**HOW TO COMPLETE THIS TASK**
Reproduce the data, keeping every word exactly as it is.
(INPUT FOR THIS TASK Opens)
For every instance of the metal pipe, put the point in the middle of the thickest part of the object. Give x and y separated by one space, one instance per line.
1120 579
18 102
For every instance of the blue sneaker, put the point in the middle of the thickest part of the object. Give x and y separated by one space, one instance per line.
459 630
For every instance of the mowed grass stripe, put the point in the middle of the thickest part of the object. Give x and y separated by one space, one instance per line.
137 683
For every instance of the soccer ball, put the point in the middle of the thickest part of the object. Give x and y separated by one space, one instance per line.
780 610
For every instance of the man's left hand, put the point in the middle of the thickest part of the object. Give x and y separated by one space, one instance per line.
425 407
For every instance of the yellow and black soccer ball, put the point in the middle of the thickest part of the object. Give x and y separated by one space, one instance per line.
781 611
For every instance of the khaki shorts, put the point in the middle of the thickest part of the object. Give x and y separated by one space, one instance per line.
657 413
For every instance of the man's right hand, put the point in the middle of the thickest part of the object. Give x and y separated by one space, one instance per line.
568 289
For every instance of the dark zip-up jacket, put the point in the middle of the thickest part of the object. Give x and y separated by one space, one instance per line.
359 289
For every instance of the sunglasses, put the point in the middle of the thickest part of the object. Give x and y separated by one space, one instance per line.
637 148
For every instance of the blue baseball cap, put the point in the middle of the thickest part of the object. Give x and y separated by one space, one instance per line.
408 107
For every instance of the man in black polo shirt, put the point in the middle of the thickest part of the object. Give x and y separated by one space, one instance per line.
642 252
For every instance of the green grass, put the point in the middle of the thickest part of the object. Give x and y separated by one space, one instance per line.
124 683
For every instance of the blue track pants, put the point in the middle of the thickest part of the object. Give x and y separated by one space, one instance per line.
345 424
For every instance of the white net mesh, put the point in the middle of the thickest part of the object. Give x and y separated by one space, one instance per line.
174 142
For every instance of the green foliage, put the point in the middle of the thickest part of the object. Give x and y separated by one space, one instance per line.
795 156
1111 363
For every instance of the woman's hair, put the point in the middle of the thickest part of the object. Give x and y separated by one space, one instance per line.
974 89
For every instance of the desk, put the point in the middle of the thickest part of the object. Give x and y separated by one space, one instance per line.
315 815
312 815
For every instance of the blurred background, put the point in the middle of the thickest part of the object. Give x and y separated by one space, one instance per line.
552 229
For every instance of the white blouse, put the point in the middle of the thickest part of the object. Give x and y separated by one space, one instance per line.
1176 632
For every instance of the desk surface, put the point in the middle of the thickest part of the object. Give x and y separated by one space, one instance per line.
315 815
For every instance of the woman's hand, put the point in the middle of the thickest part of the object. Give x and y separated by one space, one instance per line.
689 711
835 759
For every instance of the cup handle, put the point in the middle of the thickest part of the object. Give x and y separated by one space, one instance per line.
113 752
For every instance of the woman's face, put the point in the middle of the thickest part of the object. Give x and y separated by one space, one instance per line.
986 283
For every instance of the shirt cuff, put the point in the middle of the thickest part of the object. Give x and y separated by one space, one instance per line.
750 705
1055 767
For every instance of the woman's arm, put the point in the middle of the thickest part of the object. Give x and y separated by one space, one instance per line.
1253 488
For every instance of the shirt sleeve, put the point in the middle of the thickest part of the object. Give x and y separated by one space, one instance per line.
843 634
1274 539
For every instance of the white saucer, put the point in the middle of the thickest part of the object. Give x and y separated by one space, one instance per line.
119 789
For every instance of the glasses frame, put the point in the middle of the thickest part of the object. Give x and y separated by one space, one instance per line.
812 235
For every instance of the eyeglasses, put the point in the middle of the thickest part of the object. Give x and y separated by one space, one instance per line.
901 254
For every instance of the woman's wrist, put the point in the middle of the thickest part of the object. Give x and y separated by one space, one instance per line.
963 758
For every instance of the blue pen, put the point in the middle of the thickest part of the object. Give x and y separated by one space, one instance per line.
(INPUT FOR THIS TASK Closes)
**ANSWER SPACE**
For every instance of the metal pipe, put the point in the middle of the thickest part of the object. Give x and y separated by one space, one instance per line.
1120 579
18 102
For every instance of the blue sneaker, put the point in the middle of the thickest part of the object. Give x and y separated by one space, one instance per line.
459 630
For every instance of the mowed grass stripe, put the point in the middle of the thickest part of the object. Give x and y separated by one space, one instance per line.
137 683
For every instance of the soccer ball, put the point in the middle of the thickest part of the object. Give x and y separated by one space, one instance per line.
780 610
For every instance of the man's left hand, put the point in the middle of the thickest part of the object. Give x and y separated by one space, one instance per line.
425 407
For every instance of the yellow and black soccer ball, put the point in the middle of the thickest part of the object. Give x and y separated by one space, one instance per line.
781 611
For every instance of the khaki shorts, put the point in the middle of the thickest part of the object. Give x and y separated by one space, one instance per line.
657 413
For every instance of the man's right hand, put the point in the middle of the thickest part of the object. Give x and y separated by one space, one instance per line.
568 289
For every instance of the dark zip-up jacket, put the point in the middle of the thickest part of the object. Give x and y separated by one space, one instance per line.
359 289
For every instance of the sunglasses, put the point in the middle of the thickest part of the object. Give x and y separated by one space, one instance per line.
637 148
For every instance of the blue baseball cap, put the point in the middle of the thickest part of the object. Give x and y separated by one space, one instance per line.
408 107
For every instance of the man in black polo shirt, put the point in the middle of the thickest part of the object. Give x and y separated by one space, one instance per line.
642 252
For every instance of the green grass, put the point in the middle of the thickest part of the object. Give x and y separated by one space, one instance per line.
124 683
For every instance of the blue track pants, put the point in the middle of the thickest part of the object. Give x and y separated by one space, one instance per line.
345 424
For every instance of the white net mesh, put the point in the middle of the thickest part of the object. Give x and y separated by one space, one instance per line.
174 142
For every instance of the green foliage, put the point in the middle of the thickest part of the object. Give x and y separated by one space, one instance per line.
795 156
1111 363
For every instance of the woman's hair, put the point in the middle of the thickest part of the object. Give x and y separated by one space, one instance per line.
974 89
For every instance of the desk, put the point in the middle of the thickest part of the object. Give x and y separated by one space, one instance per line.
315 815
312 815
For every instance of the blurred background, put the point in the middle of the thickest part of the object. Give x and y separated by one space, one instance per line.
552 229
For every instance of the white blouse, put the point in the middle of the thickest part of the object. Give x and y separated by one space, one instance per line.
1176 632
For every instance of the desk surface, put the point in the middle of the thickest part of the object. Give x and y separated by one space, one instance per line.
315 815
For every instance of the woman's hand, put the point in the middle of the thickest part of the object. Give x and y separated by one space, one instance per line.
689 711
835 759
For every instance of the cup handle, put the point in the middle of the thickest part of the object. Give x and y separated by one space, one instance per line.
113 752
For every instance of the woman's face, put the point in the middle of the thickest part of the object. Give x and y separated by one space, one instance per line.
986 283
For every instance of the shirt cuff, put the point in the middle of the thickest part of the object. Give x and y separated by one space, one instance per line.
750 705
1055 767
For every instance of the woman's arm, put the point in the middle of the thickest part of the object. Give x and y separated by one space, one instance per line.
1253 488
For every instance of the shirt sleeve, put the point in the middle of the thickest part of the object. Give x and y separated by one space, one instance per line.
843 634
1274 539
For every instance of the white saucer, put the point in the middle of the thickest part of the object. Give x and y separated by one space, one instance per line.
119 789
For every instance of the glasses frame, put the point in the middle of the thickest part of the object. Give x and y separated by one space, one instance per line.
812 235
For every instance of the eyeglasses, put the point in the middle of the thickest part of the object. Give x and y separated by one space, one instance per line.
901 254
For every instance of the woman's wrist, put the point in the middle of the thickest part of the object. Give x and y separated by one space, one instance per line.
963 758
For every instance of the blue pen, put the point in the middle of the thickest part of the object. Give x and y separated by one space, one instance per line.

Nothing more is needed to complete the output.